Aufgabenstellung
Gib den Textauszug über Cameron und den Brexit von „David William Donald“ bis „auf Twitter, 24.06.2016)“ wieder und ändere dabei „Premierminister“ zu „Regierungschef“.

----- Ausgewählter Textauszug -----

Es hat
lange gedauert Großbritannien so zu einen, wie es heute der „Union Jack“ zeigt.
David William Donald Cameron (* 9. Oktober 1966 in London) könnte nun
als der schlechteste britische Premierminister aller Zeiten in die Geschichte
eingehen.
Gut
möglich, daß er den Abstieg des britischen Empires über die europäische Regionalmacht
Großbritannien zum ökonomische kränkelnden Kleinbritannien angestoßen hat.
"Schottland wird
jetzt die Unabhängigkeit anstreben. Camerons Vermächtnis wird es sein, zwei
Unionen zerstört zu haben. Beides hätte nicht passieren müssen."
(Harry Potter"-Autorin
J.K. Rowling auf Twitter, 24.06.2016)
Zwischen
Nordirland und Irland wird zukünftig also eine EU-Außengrenze verlaufen.
Steinmeier
wurde heute von seinem irischen Außenministerkollegen darüber aufgeklärt, daß
er deswegen so lange nichts mehr vom blutigen Nordirlandkonflikt gehört haben,
weil die Grenze zwischen den EU-Ländern Irland und dem zu Großbritannien gehörenden
Nordirland offen wäre.

----- Gegebene Datensätze -----

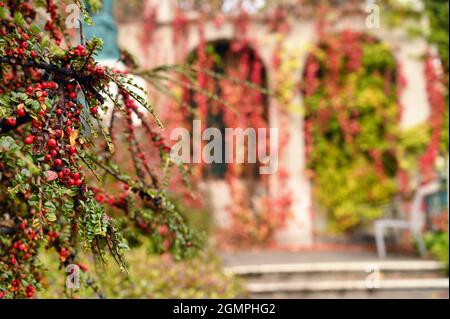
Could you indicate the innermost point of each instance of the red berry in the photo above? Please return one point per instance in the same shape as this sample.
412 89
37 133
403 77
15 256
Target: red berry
72 150
58 162
21 112
11 121
52 143
29 139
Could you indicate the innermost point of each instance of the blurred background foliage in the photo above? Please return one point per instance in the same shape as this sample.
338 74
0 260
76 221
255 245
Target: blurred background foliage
149 276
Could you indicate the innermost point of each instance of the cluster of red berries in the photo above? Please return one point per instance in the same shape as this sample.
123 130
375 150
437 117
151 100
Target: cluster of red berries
79 51
56 34
119 200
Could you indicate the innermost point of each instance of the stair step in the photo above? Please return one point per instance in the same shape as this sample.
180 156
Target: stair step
398 284
397 279
406 265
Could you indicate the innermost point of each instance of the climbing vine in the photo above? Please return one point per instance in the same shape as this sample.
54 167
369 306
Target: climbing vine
351 126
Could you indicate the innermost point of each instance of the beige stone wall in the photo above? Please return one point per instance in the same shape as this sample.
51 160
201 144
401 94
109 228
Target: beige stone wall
301 36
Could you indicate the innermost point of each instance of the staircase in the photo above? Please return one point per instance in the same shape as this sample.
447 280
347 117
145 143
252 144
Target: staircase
418 279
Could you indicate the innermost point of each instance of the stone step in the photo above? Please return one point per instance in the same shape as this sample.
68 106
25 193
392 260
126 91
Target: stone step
391 279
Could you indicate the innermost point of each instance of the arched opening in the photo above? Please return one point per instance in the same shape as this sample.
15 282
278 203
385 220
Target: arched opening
228 98
351 127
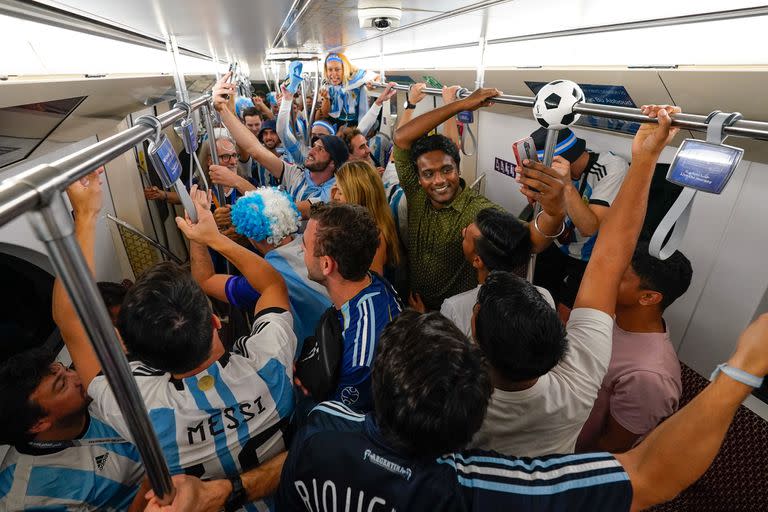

-----

Lösung
David William Donald Cameron (* 9. Oktober 1966 in London) könnte nun
als der schlechteste britische Regierungschef aller Zeiten in die Geschichte
eingehen.
Gut
möglich, daß er den Abstieg des britischen Empires über die europäische Regionalmacht
Großbritannien zum ökonomische kränkelnden Kleinbritannien angestoßen hat.
"Schottland wird
jetzt die Unabhängigkeit anstreben. Camerons Vermächtnis wird es sein, zwei
Unionen zerstört zu haben. Beides hätte nicht passieren müssen."
(Harry Potter"-Autorin
J.K. Rowling auf Twitter, 24.06.2016)